--- GIVEN ENTRIES ---

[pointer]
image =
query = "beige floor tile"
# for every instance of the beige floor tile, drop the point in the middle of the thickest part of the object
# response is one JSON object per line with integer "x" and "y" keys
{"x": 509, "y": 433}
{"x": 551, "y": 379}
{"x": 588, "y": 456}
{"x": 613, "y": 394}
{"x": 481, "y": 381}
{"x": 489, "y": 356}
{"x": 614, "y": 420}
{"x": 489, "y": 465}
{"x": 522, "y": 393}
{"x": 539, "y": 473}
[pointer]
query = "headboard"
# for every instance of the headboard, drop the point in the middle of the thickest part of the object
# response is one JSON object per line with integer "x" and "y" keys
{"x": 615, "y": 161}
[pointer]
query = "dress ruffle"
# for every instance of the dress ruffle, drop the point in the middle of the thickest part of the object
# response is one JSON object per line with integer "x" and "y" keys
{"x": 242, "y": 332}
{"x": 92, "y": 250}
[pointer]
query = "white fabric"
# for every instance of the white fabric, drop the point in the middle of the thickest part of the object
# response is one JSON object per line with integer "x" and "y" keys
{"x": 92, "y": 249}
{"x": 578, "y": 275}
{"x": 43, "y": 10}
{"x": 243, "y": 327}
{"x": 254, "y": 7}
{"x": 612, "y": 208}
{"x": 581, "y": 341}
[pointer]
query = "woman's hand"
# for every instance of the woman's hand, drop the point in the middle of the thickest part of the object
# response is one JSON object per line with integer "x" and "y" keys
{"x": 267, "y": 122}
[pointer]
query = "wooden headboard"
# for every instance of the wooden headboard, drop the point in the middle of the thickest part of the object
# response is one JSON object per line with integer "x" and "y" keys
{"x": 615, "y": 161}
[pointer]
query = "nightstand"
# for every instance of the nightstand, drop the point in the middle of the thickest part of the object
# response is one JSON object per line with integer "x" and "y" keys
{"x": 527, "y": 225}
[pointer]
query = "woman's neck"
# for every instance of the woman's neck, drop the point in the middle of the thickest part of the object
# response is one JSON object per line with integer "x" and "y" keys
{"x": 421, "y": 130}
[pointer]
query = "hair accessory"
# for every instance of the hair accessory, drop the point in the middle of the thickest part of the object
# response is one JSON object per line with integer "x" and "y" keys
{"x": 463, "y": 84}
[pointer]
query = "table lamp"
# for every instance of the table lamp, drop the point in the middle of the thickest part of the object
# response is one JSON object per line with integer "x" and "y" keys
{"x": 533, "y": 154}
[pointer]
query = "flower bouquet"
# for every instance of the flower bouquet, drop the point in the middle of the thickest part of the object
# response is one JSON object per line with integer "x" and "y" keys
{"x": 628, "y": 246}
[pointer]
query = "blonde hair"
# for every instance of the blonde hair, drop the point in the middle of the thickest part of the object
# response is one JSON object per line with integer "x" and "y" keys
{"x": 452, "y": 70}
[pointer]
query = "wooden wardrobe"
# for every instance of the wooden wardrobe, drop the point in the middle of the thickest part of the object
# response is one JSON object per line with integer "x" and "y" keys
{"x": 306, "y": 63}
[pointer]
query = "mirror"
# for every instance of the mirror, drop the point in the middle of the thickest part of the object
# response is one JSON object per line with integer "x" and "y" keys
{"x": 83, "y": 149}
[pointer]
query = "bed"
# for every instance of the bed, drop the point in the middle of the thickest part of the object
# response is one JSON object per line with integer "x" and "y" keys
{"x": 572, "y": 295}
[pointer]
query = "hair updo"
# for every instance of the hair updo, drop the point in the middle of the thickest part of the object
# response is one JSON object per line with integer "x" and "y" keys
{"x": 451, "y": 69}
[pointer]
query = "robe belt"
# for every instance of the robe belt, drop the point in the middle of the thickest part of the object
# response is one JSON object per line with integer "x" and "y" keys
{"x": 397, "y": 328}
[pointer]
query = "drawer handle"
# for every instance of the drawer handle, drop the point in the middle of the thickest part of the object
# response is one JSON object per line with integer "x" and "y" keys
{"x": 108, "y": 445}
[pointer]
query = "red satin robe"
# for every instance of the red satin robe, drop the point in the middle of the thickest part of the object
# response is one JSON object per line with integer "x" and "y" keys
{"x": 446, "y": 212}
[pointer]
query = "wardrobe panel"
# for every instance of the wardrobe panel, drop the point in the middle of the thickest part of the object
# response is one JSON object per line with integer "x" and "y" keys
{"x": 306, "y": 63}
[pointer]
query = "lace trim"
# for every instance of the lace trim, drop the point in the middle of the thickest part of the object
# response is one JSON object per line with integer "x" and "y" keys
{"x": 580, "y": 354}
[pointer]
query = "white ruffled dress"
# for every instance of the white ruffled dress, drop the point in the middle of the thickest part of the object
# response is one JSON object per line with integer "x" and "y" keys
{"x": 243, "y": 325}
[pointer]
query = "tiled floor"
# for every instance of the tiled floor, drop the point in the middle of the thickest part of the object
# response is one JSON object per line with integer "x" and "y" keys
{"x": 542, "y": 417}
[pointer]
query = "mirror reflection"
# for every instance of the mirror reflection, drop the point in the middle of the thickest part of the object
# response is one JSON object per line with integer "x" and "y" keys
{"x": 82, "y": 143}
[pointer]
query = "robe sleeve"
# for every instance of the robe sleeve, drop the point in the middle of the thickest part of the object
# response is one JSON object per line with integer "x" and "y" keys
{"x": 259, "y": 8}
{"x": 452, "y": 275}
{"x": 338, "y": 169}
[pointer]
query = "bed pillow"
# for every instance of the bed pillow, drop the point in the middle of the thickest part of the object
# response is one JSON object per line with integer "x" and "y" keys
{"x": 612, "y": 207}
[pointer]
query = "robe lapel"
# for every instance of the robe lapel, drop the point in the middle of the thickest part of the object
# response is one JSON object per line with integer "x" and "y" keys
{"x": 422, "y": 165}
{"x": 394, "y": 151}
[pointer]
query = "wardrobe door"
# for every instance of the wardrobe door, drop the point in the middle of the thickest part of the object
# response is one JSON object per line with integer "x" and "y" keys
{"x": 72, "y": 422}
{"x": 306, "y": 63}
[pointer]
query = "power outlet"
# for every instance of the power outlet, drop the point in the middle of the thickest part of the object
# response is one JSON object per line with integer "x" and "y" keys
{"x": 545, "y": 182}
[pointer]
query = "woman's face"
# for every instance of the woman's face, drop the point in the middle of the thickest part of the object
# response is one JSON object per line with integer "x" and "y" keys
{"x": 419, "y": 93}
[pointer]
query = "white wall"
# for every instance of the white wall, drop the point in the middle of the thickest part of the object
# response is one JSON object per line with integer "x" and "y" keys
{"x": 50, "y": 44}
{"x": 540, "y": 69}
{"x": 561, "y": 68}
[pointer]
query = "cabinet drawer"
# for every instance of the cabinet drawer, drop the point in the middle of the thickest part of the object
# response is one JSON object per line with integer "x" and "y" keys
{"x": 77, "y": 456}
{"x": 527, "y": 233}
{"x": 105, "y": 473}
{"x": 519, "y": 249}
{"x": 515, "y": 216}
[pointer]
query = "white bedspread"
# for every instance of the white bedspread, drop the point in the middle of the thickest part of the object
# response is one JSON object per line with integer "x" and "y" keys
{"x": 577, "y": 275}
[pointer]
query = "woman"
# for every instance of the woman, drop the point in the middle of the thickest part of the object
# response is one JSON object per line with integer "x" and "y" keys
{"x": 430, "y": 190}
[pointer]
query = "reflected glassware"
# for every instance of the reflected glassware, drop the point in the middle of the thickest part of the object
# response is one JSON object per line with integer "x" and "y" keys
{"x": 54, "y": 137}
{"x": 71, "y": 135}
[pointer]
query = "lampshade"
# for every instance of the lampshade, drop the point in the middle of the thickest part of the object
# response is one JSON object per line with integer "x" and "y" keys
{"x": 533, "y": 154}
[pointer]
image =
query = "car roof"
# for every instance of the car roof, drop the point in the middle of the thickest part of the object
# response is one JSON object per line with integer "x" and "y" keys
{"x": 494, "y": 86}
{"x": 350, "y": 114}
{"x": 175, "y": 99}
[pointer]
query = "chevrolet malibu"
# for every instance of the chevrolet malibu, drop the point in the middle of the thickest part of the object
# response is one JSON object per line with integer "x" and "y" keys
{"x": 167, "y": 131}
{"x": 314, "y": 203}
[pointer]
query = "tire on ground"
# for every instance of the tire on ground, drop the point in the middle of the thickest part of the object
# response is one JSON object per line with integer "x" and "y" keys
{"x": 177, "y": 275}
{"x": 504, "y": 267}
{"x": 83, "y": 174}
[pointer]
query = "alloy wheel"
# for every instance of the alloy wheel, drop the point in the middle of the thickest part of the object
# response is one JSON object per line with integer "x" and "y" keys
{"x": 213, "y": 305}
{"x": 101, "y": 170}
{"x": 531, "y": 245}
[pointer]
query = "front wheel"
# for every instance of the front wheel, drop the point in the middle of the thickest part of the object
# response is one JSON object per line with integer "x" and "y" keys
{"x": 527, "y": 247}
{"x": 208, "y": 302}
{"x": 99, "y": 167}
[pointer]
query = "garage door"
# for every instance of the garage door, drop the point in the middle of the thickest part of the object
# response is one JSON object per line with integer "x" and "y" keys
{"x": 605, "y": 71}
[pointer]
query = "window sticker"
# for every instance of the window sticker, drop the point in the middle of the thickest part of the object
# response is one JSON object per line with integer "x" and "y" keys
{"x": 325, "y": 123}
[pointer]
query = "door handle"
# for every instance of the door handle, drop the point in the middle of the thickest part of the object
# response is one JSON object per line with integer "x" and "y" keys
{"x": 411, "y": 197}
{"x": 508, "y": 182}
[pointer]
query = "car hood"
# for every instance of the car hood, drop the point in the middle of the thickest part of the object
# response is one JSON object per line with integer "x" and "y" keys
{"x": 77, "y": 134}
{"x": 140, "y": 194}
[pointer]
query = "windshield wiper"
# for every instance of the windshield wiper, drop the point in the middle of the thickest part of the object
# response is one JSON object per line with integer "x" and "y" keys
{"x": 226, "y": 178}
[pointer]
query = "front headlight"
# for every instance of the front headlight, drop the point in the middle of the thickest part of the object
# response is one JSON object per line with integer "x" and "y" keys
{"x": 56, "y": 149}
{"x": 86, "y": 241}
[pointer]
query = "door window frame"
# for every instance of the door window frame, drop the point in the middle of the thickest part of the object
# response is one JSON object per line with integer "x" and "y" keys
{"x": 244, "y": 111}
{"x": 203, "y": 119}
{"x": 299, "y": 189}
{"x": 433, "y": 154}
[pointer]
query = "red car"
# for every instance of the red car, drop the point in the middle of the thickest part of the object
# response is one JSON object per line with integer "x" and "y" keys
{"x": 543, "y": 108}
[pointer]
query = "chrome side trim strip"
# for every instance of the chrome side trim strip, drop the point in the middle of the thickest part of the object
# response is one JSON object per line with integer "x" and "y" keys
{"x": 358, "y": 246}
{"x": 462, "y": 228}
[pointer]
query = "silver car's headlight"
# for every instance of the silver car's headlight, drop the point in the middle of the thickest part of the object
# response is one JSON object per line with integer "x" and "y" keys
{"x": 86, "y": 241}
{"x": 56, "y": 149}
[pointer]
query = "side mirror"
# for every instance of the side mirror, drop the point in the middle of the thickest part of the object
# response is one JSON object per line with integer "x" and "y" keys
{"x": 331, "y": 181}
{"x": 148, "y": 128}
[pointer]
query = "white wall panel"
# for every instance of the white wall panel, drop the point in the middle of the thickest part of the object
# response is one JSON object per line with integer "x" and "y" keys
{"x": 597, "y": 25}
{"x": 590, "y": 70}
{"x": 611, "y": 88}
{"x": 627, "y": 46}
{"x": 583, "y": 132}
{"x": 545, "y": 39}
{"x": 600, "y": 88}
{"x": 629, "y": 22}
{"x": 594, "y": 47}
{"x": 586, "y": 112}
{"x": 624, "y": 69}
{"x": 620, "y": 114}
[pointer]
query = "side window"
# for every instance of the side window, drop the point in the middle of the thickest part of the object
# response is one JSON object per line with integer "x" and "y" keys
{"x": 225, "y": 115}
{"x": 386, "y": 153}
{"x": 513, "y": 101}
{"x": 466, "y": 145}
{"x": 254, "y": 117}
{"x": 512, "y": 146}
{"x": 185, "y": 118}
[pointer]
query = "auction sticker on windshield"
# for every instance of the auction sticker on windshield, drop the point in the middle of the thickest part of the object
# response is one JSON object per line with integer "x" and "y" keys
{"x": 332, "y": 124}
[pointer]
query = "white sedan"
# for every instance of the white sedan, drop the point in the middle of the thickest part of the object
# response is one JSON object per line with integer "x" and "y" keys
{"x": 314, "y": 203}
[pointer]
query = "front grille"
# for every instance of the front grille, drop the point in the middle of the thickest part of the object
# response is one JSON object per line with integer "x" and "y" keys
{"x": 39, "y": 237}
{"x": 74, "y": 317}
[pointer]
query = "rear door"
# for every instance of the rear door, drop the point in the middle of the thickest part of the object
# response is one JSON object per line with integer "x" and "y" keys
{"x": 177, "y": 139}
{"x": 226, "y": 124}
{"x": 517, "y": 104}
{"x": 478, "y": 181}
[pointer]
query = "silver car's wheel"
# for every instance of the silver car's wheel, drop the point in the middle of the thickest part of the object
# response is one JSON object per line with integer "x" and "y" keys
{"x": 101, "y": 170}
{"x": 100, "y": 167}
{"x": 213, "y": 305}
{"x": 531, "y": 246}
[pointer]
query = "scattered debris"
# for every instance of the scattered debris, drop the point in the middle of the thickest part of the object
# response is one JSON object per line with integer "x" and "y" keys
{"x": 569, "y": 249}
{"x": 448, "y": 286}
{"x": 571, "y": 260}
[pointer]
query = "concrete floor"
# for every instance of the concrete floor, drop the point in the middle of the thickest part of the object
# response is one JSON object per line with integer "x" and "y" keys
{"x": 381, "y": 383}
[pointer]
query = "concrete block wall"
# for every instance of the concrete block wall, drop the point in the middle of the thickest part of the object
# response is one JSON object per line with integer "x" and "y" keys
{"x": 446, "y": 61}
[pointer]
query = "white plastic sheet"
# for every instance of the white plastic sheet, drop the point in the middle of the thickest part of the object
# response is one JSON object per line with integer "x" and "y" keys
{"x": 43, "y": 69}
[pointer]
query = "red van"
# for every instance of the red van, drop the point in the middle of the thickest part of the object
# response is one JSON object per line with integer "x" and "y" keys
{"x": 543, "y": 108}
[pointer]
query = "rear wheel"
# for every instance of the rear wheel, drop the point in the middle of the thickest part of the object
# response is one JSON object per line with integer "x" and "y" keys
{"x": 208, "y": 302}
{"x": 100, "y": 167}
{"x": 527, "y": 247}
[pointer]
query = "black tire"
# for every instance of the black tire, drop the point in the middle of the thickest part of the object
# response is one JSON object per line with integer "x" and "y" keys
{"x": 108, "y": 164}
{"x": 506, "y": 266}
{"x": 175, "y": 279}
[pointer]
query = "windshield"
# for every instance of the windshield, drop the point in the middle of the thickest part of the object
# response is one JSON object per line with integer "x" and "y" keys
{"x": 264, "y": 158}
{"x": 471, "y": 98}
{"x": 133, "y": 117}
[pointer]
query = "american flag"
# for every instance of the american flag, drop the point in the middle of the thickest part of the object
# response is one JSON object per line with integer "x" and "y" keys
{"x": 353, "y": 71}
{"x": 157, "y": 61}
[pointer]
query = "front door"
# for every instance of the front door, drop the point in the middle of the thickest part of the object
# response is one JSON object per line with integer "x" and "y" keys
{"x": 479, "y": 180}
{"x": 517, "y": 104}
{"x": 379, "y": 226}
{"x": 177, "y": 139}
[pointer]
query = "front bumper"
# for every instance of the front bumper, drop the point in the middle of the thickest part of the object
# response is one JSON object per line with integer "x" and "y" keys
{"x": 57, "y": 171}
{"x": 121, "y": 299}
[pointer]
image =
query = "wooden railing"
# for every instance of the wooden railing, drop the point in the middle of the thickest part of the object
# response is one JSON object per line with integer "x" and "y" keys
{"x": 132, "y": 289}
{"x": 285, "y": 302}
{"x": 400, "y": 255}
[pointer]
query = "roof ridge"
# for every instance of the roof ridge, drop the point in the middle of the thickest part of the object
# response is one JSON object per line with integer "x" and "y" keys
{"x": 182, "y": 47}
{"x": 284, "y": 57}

---

# WHAT YOU NEED TO DO
Can you gather every line above that contains the word "beige" and copy each one out in full?

# CORRECT ANSWER
query = "beige floor tile"
# for every instance of the beige floor tile, drop the point in the middle of the thickest part of the object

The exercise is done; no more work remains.